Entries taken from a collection
· · · ·

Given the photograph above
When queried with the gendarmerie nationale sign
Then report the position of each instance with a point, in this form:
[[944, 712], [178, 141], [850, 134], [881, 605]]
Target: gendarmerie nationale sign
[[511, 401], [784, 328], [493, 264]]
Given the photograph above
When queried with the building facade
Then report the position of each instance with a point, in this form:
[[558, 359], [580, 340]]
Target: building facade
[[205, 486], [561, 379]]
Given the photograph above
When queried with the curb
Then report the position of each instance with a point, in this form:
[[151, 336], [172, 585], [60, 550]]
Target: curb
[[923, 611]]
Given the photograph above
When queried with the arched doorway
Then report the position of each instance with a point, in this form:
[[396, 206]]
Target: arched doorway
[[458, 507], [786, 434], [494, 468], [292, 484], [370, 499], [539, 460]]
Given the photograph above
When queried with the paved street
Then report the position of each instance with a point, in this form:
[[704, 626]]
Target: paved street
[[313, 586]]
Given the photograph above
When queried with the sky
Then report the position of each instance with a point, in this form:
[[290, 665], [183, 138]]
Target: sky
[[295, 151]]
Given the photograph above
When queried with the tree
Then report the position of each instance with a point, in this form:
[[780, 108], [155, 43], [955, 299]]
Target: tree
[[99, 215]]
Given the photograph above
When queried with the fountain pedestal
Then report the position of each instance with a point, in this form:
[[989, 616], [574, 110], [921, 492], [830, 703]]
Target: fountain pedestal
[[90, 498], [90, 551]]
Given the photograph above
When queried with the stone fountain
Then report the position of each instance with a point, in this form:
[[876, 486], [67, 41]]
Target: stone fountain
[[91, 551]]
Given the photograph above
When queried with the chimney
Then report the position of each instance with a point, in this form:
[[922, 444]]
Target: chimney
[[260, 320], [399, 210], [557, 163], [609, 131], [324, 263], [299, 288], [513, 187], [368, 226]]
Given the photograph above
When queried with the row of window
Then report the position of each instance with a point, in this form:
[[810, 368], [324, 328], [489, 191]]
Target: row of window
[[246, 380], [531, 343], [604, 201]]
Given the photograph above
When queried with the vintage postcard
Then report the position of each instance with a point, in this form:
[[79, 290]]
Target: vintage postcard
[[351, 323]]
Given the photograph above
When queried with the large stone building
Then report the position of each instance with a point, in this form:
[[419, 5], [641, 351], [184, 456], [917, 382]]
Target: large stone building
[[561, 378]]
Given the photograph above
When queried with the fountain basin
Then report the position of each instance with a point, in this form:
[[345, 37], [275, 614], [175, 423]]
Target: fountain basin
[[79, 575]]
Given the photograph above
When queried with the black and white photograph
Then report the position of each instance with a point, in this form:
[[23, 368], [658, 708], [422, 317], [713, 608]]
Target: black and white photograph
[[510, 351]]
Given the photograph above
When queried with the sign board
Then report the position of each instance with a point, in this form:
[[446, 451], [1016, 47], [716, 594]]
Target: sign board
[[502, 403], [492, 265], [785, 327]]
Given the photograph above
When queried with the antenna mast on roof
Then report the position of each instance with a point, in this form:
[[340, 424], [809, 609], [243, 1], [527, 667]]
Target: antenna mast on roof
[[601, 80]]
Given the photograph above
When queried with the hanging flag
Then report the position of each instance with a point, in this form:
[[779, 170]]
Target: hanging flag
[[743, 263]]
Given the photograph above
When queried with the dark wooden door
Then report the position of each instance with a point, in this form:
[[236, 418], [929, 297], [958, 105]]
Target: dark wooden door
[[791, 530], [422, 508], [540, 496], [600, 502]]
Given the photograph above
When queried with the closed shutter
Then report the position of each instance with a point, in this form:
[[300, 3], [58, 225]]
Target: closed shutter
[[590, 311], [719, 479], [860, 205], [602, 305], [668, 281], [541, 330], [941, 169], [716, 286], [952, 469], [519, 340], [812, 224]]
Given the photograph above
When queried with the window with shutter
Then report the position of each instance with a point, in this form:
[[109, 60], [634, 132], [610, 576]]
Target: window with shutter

· · · ·

» EXERCISE GOAL
Word for word, restate the lines above from the line containing "[[290, 665], [183, 138]]" through the line containing "[[989, 616], [574, 110], [921, 492], [830, 703]]", with both included and nothing else.

» WRITTEN REPLY
[[290, 665], [183, 138]]
Target: sky
[[295, 151]]
Given the photograph above
When queried with the tree
Then report the position of each instance with a point, in this form:
[[780, 108], [155, 43], [955, 299]]
Target: tree
[[99, 215]]
Given the photograph above
When queried with the fountain pedestal
Then report the position of each instance with a point, in this form:
[[989, 616], [574, 110], [921, 492], [830, 703]]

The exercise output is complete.